== SELECTED EXCERPT

The Laird-Dunlop House is a historic mansion in the Georgetown section of Washington, D.C. The house stands at 3014 N Street N.W.

==Design==
The house was designed by William Lovering, who, "though a self-trained amateur designer, was a prodigiously talented one." The house is tripartite, with a central block set between eastern and western wings. As it stands today, the house is Colonial Revival in design, with red brick, arched windows on the first floor and a course or line of horizontal brownstone breaking up the facade. Arches such as those seen on this house are characteristic of most of Lovering's work in Washington, D.C. Construction began in 1792 until 1793 and two wings were later added on to it. It is now a 24-room mansion.

==History==

===Original owner===
The central block of the house, or some section thereof, was originally built in 1790 by one of Georgetown's richest men, John Laird, the owner of a tobacco warehouse. It was inherited by his daughter Barbara and her husband, Judge James Dunlop.

====
== GIVEN RECORDS

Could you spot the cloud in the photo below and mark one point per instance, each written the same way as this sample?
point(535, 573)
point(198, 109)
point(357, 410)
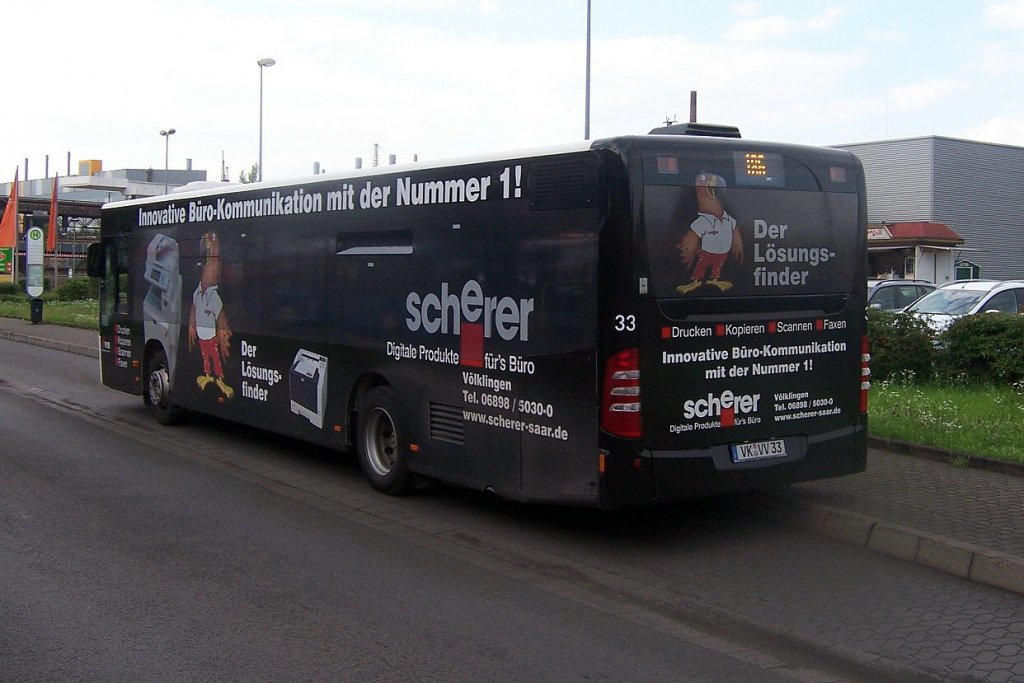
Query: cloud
point(763, 29)
point(922, 95)
point(1006, 130)
point(1007, 14)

====

### WRITTEN INSTRUCTION A
Answer these questions about the Laird-Dunlop House passage:
(i) At what address does the house stand?
(ii) Who designed the house?
(iii) What kind of business did John Laird own?
### WRITTEN INSTRUCTION B
Alter the Laird-Dunlop House passage, starting with "The Laird-Dunlop House" and going on through "a 24-room mansion.", so that "red brick" becomes "yellow brick", and give that stretch again.
The records were taken from a separate source.

### FULL ANSWER A
(i) 3014 N Street N.W.
(ii) William Lovering
(iii) A tobacco warehouse

### FULL ANSWER B
The Laird-Dunlop House is a historic mansion in the Georgetown section of Washington, D.C. The house stands at 3014 N Street N.W.

==Design==
The house was designed by William Lovering, who, "though a self-trained amateur designer, was a prodigiously talented one." The house is tripartite, with a central block set between eastern and western wings. As it stands today, the house is Colonial Revival in design, with yellow brick, arched windows on the first floor and a course or line of horizontal brownstone breaking up the facade. Arches such as those seen on this house are characteristic of most of Lovering's work in Washington, D.C. Construction began in 1792 until 1793 and two wings were later added on to it. It is now a 24-room mansion.